- _DESCRIPTION OF THE TASK_
Among the entries below, find the lines holding "feather" and copy them.

Natural-language object grounding data:
'''
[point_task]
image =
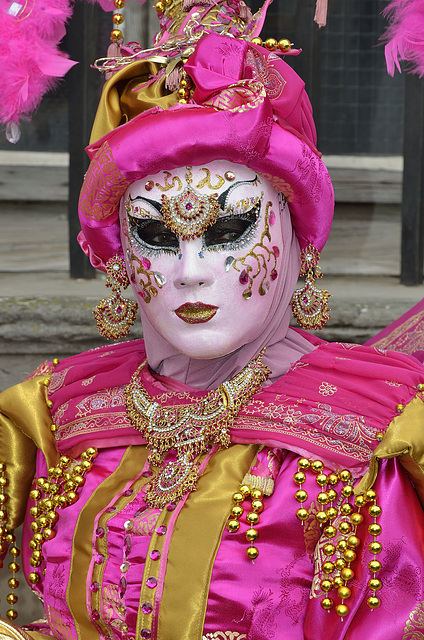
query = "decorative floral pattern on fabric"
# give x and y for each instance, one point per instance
(240, 96)
(407, 338)
(263, 70)
(102, 182)
(225, 635)
(414, 628)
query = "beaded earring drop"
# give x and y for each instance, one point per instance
(115, 314)
(310, 304)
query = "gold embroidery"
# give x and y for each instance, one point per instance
(327, 389)
(225, 635)
(414, 626)
(239, 97)
(407, 337)
(272, 80)
(104, 186)
(206, 181)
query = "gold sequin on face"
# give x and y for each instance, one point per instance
(169, 184)
(136, 211)
(149, 281)
(264, 262)
(206, 181)
(190, 213)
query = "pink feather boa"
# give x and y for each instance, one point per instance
(31, 62)
(405, 35)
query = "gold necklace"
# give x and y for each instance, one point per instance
(188, 430)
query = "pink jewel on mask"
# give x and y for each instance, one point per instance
(244, 278)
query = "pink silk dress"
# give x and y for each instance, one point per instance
(115, 568)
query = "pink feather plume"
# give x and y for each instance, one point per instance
(405, 35)
(30, 61)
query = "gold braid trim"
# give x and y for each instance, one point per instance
(403, 439)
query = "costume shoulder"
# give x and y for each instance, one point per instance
(86, 392)
(25, 423)
(29, 411)
(384, 389)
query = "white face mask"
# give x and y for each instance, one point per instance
(203, 247)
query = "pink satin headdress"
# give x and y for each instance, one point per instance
(248, 106)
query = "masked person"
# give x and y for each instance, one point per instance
(229, 476)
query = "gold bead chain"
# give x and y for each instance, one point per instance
(342, 540)
(57, 491)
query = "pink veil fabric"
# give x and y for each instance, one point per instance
(284, 345)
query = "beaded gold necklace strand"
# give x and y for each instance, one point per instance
(188, 430)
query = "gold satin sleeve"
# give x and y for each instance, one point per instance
(404, 438)
(24, 427)
(10, 632)
(126, 95)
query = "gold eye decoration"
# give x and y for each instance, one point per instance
(264, 262)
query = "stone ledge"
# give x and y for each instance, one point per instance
(63, 325)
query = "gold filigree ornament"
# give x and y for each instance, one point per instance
(188, 430)
(115, 314)
(190, 213)
(310, 304)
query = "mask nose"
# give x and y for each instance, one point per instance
(193, 269)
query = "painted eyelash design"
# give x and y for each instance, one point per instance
(252, 216)
(144, 248)
(245, 239)
(223, 198)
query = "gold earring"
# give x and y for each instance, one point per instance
(115, 314)
(310, 304)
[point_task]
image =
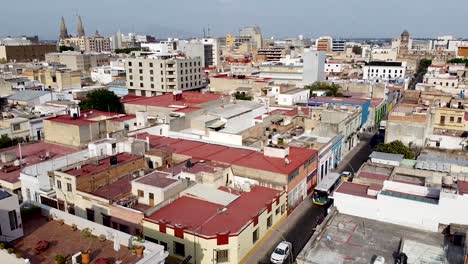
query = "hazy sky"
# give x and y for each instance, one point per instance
(278, 18)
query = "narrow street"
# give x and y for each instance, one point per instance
(299, 226)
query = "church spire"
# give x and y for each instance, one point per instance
(63, 29)
(80, 28)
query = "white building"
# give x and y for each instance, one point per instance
(427, 208)
(154, 75)
(294, 96)
(10, 217)
(384, 71)
(304, 70)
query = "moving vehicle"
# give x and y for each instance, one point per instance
(346, 175)
(281, 253)
(325, 188)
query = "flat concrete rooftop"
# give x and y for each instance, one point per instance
(350, 239)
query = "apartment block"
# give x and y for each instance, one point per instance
(77, 61)
(25, 53)
(155, 75)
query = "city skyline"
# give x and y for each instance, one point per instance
(369, 20)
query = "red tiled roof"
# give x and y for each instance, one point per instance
(123, 118)
(165, 100)
(86, 117)
(204, 151)
(373, 176)
(156, 179)
(190, 212)
(376, 102)
(186, 211)
(230, 155)
(463, 187)
(31, 155)
(187, 109)
(354, 189)
(116, 189)
(92, 168)
(297, 157)
(326, 99)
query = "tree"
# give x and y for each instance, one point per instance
(6, 141)
(242, 96)
(102, 100)
(420, 71)
(357, 50)
(331, 89)
(125, 50)
(459, 60)
(396, 147)
(66, 48)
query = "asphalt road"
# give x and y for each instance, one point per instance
(299, 226)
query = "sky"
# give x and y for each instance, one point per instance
(277, 18)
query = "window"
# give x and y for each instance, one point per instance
(90, 214)
(255, 236)
(105, 220)
(222, 256)
(164, 244)
(13, 220)
(179, 249)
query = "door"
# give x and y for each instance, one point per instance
(151, 196)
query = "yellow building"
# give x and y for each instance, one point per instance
(450, 119)
(54, 78)
(218, 228)
(80, 129)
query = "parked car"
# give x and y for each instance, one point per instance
(379, 260)
(346, 175)
(281, 253)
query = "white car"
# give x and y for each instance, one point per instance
(281, 253)
(379, 260)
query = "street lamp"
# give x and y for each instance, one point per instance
(284, 239)
(220, 211)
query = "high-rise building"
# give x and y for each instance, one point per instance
(404, 43)
(324, 44)
(157, 74)
(81, 42)
(255, 34)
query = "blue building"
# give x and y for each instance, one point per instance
(344, 101)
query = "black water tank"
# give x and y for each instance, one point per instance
(113, 160)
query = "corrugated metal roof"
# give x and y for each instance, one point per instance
(27, 95)
(211, 194)
(386, 156)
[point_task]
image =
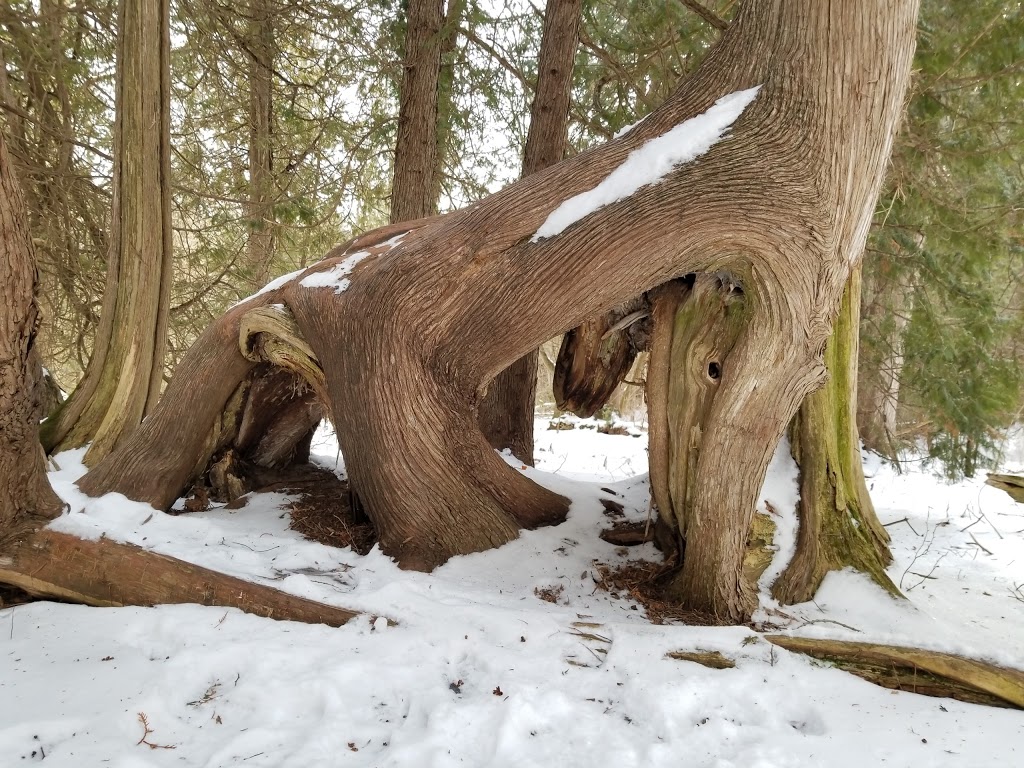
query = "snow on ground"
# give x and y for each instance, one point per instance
(480, 671)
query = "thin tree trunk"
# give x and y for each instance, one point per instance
(507, 411)
(838, 524)
(454, 15)
(26, 498)
(260, 245)
(413, 193)
(887, 311)
(409, 336)
(123, 381)
(694, 331)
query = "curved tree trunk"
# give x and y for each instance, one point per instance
(838, 524)
(123, 380)
(56, 565)
(507, 410)
(409, 335)
(414, 190)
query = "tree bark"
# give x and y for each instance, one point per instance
(260, 244)
(123, 380)
(55, 565)
(413, 193)
(595, 357)
(887, 312)
(26, 498)
(507, 410)
(838, 524)
(695, 328)
(926, 672)
(109, 573)
(409, 336)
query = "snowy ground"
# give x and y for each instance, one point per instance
(480, 672)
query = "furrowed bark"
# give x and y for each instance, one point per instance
(259, 209)
(784, 200)
(27, 501)
(507, 410)
(123, 380)
(926, 672)
(413, 194)
(596, 357)
(695, 330)
(838, 524)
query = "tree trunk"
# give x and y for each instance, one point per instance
(125, 374)
(507, 410)
(695, 327)
(454, 16)
(26, 498)
(413, 193)
(887, 311)
(408, 336)
(838, 524)
(259, 248)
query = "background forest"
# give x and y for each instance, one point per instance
(284, 122)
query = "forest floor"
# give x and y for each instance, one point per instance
(513, 656)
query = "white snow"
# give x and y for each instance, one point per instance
(779, 497)
(651, 162)
(480, 672)
(273, 285)
(337, 275)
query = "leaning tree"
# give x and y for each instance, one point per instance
(762, 169)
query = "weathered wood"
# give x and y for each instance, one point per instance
(916, 671)
(784, 199)
(125, 374)
(26, 497)
(595, 357)
(712, 658)
(104, 572)
(838, 524)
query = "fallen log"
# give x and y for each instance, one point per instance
(926, 672)
(109, 573)
(1013, 484)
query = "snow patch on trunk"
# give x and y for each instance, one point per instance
(273, 285)
(651, 162)
(337, 275)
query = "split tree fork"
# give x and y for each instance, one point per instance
(782, 204)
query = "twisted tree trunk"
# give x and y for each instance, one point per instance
(409, 334)
(507, 410)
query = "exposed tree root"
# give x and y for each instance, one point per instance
(926, 672)
(110, 573)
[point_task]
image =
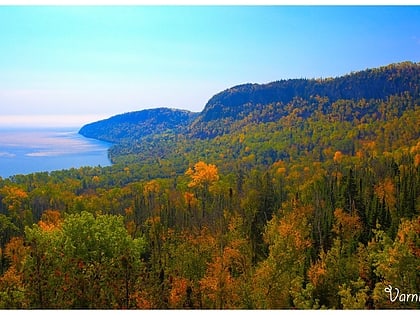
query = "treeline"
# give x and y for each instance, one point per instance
(317, 206)
(295, 233)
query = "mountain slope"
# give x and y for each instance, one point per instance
(139, 124)
(256, 103)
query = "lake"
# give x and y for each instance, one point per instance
(24, 151)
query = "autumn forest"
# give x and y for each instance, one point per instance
(296, 194)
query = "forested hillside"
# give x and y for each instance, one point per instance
(298, 194)
(136, 125)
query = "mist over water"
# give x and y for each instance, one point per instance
(30, 150)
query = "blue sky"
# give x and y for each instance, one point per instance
(97, 61)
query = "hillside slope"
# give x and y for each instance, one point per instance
(136, 125)
(256, 103)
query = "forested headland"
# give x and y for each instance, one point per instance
(296, 194)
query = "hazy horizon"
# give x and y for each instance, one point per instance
(71, 65)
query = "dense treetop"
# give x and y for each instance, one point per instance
(298, 194)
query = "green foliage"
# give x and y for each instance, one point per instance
(295, 194)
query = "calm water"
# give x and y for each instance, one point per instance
(24, 151)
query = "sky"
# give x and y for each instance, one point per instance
(69, 65)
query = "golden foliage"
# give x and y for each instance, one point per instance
(202, 175)
(346, 225)
(178, 293)
(385, 191)
(51, 220)
(318, 271)
(16, 251)
(338, 156)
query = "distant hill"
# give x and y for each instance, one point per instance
(256, 103)
(139, 124)
(356, 96)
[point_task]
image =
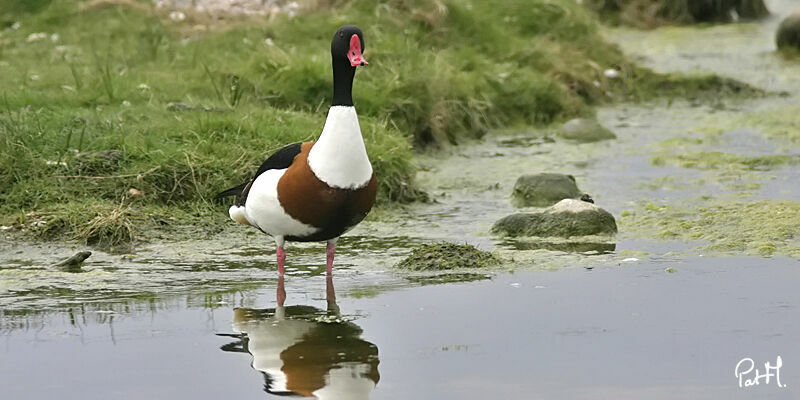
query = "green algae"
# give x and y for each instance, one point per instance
(781, 123)
(445, 256)
(719, 160)
(762, 227)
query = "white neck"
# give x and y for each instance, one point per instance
(339, 157)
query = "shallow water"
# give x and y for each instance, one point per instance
(629, 317)
(629, 332)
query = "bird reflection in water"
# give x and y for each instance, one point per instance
(305, 351)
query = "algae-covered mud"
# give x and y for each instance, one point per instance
(700, 275)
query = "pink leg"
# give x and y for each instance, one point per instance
(281, 293)
(281, 253)
(331, 252)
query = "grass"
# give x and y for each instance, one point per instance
(111, 113)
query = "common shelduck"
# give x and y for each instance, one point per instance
(300, 355)
(315, 191)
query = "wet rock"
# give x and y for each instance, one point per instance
(541, 190)
(73, 264)
(567, 218)
(447, 256)
(788, 36)
(585, 130)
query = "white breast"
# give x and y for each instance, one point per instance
(339, 157)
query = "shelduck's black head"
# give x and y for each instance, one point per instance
(347, 49)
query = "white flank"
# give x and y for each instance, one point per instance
(339, 157)
(237, 214)
(263, 210)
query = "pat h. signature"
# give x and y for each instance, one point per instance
(748, 375)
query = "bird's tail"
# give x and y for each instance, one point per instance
(234, 191)
(238, 214)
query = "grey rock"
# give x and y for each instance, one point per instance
(567, 218)
(585, 130)
(788, 35)
(73, 264)
(545, 189)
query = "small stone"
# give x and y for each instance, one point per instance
(73, 264)
(447, 256)
(568, 218)
(544, 189)
(611, 73)
(584, 130)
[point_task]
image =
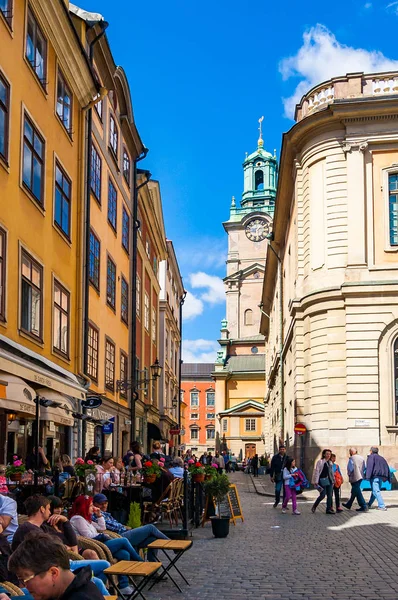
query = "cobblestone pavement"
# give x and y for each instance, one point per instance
(282, 556)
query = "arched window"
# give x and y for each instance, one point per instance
(248, 317)
(259, 180)
(396, 379)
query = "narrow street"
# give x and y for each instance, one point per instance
(318, 556)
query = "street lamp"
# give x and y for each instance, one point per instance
(122, 385)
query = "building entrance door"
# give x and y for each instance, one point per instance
(250, 450)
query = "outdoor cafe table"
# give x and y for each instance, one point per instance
(133, 569)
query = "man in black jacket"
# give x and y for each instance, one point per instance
(277, 465)
(41, 564)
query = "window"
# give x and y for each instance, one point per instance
(92, 352)
(3, 247)
(250, 424)
(125, 230)
(6, 9)
(146, 311)
(36, 48)
(126, 166)
(98, 107)
(96, 173)
(62, 200)
(259, 180)
(393, 208)
(4, 115)
(125, 301)
(111, 283)
(94, 260)
(248, 317)
(33, 161)
(112, 205)
(210, 398)
(194, 398)
(211, 434)
(113, 136)
(31, 296)
(109, 365)
(153, 325)
(64, 103)
(61, 319)
(138, 296)
(123, 371)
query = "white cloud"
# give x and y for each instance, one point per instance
(192, 307)
(204, 252)
(215, 293)
(199, 350)
(321, 57)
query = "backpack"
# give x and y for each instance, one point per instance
(338, 479)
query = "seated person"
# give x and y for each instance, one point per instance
(38, 509)
(8, 516)
(178, 467)
(140, 537)
(41, 564)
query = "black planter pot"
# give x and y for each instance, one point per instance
(220, 526)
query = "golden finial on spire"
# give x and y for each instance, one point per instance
(260, 139)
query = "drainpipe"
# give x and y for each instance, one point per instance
(281, 369)
(182, 300)
(103, 25)
(133, 325)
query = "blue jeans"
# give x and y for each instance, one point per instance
(375, 483)
(142, 536)
(356, 493)
(97, 567)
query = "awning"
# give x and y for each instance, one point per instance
(61, 415)
(16, 395)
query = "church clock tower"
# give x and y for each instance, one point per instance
(240, 366)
'''
- _RESPONSE TO THIS EXERCISE_
query = "pink feather boa"
query = "pink feather plume"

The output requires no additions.